Problem
Retype all the entries word for word, but omit the pictures.

[Location annotation dataset excerpts]
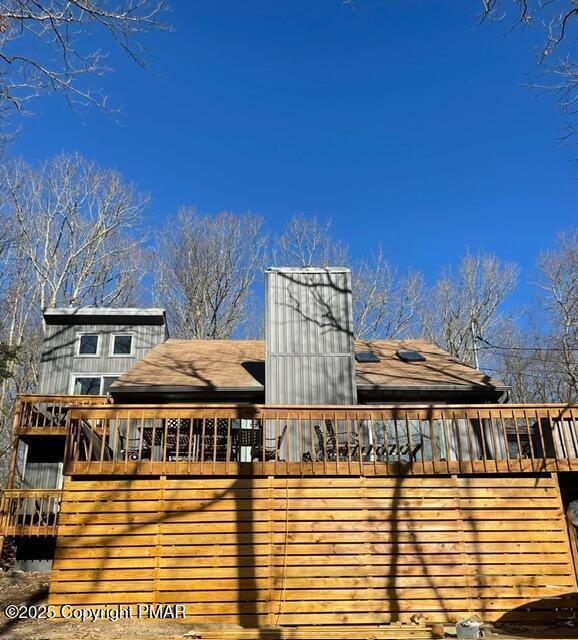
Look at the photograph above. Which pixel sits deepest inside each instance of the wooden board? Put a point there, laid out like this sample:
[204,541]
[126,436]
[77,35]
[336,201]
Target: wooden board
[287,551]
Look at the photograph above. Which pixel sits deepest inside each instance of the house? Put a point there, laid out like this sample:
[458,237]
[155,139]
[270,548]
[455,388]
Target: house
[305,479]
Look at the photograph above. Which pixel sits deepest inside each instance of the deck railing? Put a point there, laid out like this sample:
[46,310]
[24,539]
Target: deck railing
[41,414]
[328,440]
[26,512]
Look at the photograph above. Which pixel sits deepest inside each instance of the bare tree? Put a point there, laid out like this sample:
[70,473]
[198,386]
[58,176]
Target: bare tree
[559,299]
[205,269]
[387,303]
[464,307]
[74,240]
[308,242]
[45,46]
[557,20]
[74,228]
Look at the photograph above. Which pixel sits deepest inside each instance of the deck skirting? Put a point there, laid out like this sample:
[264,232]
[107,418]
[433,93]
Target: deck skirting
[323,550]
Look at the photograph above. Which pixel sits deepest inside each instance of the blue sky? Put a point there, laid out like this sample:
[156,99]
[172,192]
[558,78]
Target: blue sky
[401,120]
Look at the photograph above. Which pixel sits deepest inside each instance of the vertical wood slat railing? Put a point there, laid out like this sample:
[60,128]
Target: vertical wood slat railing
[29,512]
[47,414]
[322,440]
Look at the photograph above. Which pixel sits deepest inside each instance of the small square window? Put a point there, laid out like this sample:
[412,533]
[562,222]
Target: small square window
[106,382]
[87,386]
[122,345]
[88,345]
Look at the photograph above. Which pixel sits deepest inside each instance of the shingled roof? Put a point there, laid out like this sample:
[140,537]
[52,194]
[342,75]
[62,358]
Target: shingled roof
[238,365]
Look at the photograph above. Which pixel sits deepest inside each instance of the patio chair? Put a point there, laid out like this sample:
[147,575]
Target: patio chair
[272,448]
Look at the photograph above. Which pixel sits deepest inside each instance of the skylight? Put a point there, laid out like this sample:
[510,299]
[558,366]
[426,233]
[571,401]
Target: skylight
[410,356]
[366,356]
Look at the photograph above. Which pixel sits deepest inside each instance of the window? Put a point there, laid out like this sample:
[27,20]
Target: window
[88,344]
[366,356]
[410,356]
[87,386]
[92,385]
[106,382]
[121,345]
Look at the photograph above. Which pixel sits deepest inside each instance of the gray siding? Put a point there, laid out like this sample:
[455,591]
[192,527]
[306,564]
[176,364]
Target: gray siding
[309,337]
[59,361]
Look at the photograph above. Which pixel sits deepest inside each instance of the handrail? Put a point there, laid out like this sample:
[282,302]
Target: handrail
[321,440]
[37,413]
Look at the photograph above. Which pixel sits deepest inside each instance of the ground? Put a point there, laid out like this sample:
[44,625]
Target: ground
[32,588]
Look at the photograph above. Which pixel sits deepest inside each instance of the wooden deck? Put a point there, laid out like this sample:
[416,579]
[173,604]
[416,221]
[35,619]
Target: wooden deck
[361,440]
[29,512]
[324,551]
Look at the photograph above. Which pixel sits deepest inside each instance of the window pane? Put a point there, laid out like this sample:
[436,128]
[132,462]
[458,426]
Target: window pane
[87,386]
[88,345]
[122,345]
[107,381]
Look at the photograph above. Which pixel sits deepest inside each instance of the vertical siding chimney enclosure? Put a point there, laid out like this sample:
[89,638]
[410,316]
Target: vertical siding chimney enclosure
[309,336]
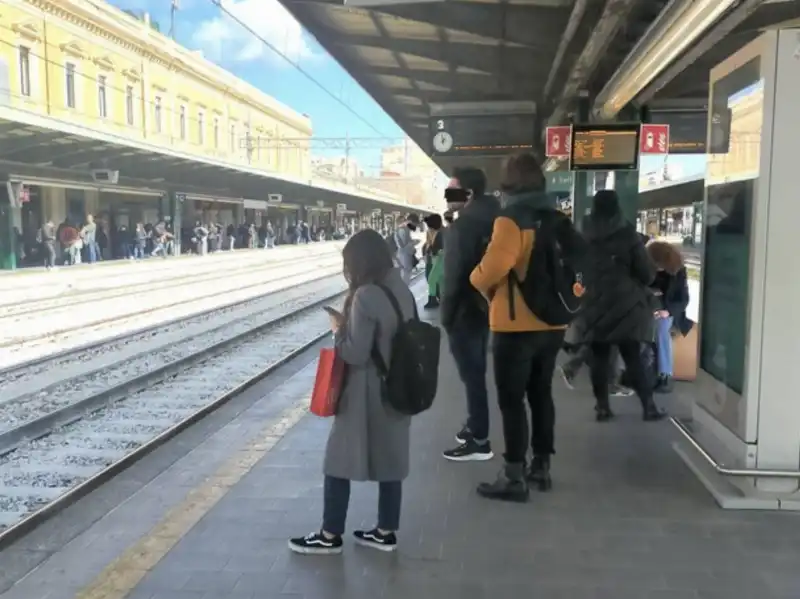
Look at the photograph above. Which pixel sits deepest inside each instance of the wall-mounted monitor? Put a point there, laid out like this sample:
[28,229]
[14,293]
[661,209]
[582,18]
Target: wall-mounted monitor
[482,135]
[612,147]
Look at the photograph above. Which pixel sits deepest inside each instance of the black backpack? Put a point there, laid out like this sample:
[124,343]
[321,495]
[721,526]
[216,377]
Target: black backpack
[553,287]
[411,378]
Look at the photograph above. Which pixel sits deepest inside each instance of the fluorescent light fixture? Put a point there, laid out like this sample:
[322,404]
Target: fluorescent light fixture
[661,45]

Solution
Look at the photograph above. Which pixel sits deepest inside each instance of the wooden board? Put a point there, laid out like this sample:
[204,541]
[126,436]
[77,35]
[336,201]
Target: wooden board
[287,551]
Look at the photograph above. Which pixel sits deepest inside each instance of the house? Put a point there, laid out like this sample:
[458,237]
[155,139]
[270,548]
[455,388]
Target: house
[305,479]
Look at the photograph above. Which pixel sits deepest inside each instance of the deck railing? Put a point there, laid out like this sample:
[46,310]
[24,539]
Target: deck railing
[41,414]
[328,440]
[26,512]
Look at the photograph above. Which pixel sits deepest inside each instance of the bare tree? Put a point there, laid out like this sample:
[70,473]
[198,386]
[58,176]
Target: bare tree
[559,299]
[205,269]
[387,303]
[464,307]
[74,240]
[308,242]
[45,46]
[557,20]
[74,228]
Look at the photograph above. Which pixel sits deepest inside each instance of the deck skirting? Put a point there, laid out like this sample:
[264,232]
[107,418]
[433,93]
Target: deck skirting
[323,550]
Look at the photograph above. Which pixel sits deepest inside each instance of the blue sky? Put a point there, laid out like this sample:
[156,99]
[172,192]
[558,78]
Target: blue sky
[401,120]
Look at the photograph above. Which pixel sits deepest inside each instance of the vertical wood slat railing? Put a point there, laid out like this sample:
[60,128]
Target: vertical wood slat railing
[29,512]
[47,414]
[322,440]
Look at the photograph above. Which pixel sits deepest inside each instance of the small square window? Put a point there, laid out like this sample:
[412,533]
[562,222]
Target: small square window
[106,382]
[87,386]
[122,345]
[88,345]
Look at the photograph above. Which pixel sits deepest inside each instance of the shingled roof? Put a point there, laid out like this sample:
[140,537]
[52,194]
[342,75]
[62,358]
Target: shingled roof
[238,365]
Look at the photograph above. Which pixel sits deepest inside each instance of the patio chair? Put a point there, laid out like this sample:
[147,575]
Target: patio chair
[272,448]
Look at the photograph above. Which pixel sits deepest inside each instance of the skylight? Put a point there, laid out like this sample:
[510,299]
[558,366]
[426,233]
[571,401]
Target: skylight
[410,356]
[366,356]
Look at the photograph above. Which pixel sits deepest inside each instance of the window? Put a point there, laid out like this sample:
[27,20]
Target: window
[88,344]
[366,356]
[410,356]
[87,386]
[92,385]
[106,382]
[121,345]
Look at the photograph above. Which pixel sits deepest inside each instance of the gray siding? Put a point there, laid out like this sample:
[455,591]
[192,527]
[306,564]
[176,364]
Target: gray siding
[309,337]
[59,361]
Look at the photograph above. Which pixel sits deepest inside each instance of the handrail? Put a point there, laid out like this sample:
[282,302]
Target: handrail
[321,440]
[37,413]
Look at the photograph above. Which pixel sits deepest inside each instance of the ground? Put a point there, laid out like this sample:
[44,625]
Target: ground
[32,588]
Look at the photograph above. Which pixel sits deepest inside each instance of the wooden deck? Put a point there, laid out like this sample:
[416,579]
[173,604]
[416,221]
[35,619]
Target: wooden deck
[361,440]
[29,512]
[324,551]
Look at the photograph above. Which pixel sits deepest inside each instance of the window pane? Put a point there, laid out like this sample:
[436,128]
[132,462]
[458,426]
Target: window pane
[87,386]
[88,345]
[122,345]
[107,381]
Look at the photograph above. Which pixel sits deepest inside each instance of the vertical siding chimney enclosure? Put a point there, laid out like this sample:
[89,638]
[410,316]
Target: vertical siding chimney enclosure
[309,336]
Look at the photograph above. Which pixel sits deepest inside each instance of the wall-mounted monitor? Put a point there, laid out like this sample:
[28,229]
[14,293]
[661,209]
[582,18]
Target: wall-mounted monitor
[482,135]
[612,147]
Look at the photograph above. Which pixel sits deepest inside each instance of the black backpack? Put a point there, laid out like this sample:
[124,343]
[321,495]
[721,526]
[216,377]
Target: black backpack
[553,287]
[411,378]
Look at the photograph above. Which pixel sits deepest inside each instance of the fluorescent light fixture? Put a point there, laid out like this sample:
[322,404]
Target: fluorescent light fixture
[661,45]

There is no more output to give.